Given instruction 1:
Answer these from the passage on Edmonton's charity meters below:
(a) Who dropped the first coin into the meters, and on what date?
(b) How many former parking meters were placed along Whyte Avenue?
(c) Which two groups expected panhandlers to find the area less lucrative?

Document passage:

++++++++

Edmonton Parking Meter © Keith Peiris

Edmonton’s Short-lived “Charity Meters”

People were under the impression that panhandling had become so popular that middle-class kids were doing it for giggles before returning to the safety of the suburbs.

On April 30, 2001, Mayor Bill Smith smiled for the collected throng of reporters and photographers and dropped the first coin into Edmonton’s new “Charity Meters.” Thirteen brightly-coloured former parking meters were placed up and down Whyte Avenue inviting coins from Edmontonians, coins that would be passed onto social service agencies in the city. The program was designed to offer Edmontonians an opportunity to donate money and alleviate poverty and homelessness, while decreasing panhandling in the area.

The police and the Old Strathcona Business Association thought that with less change to go around (now that it had found a home inside the red and yellow meters) and with the guilt of refusing alleviated (because there was now an alternate, legitimized way to help) panhandlers would find the area less lucrative and move along.

++++++++

(Stored entries)
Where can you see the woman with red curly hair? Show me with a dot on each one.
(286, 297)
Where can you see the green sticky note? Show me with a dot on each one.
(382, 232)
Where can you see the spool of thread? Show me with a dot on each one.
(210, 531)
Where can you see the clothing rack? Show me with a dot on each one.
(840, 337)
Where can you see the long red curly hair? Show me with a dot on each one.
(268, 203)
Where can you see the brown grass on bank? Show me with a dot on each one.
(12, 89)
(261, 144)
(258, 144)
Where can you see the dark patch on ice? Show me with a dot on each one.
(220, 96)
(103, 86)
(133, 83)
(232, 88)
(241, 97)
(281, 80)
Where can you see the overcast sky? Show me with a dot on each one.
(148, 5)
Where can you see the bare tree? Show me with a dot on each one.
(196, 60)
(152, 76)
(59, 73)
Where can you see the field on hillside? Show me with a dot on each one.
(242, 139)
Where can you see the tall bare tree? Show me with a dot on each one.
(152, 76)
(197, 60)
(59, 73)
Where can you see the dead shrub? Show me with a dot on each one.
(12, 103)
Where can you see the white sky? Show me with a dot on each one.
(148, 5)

++++++++

Given instruction 2: Locate each line in the entries above that contains the string “curly”, matching case, and copy those lines.

Finished answer 1:
(a) Mayor Bill Smith, on April 30, 2001.
(b) Thirteen.
(c) The police and the Old Strathcona Business Association.

Finished answer 2:
Where can you see the woman with red curly hair? Show me with a dot on each one.
Where can you see the long red curly hair? Show me with a dot on each one.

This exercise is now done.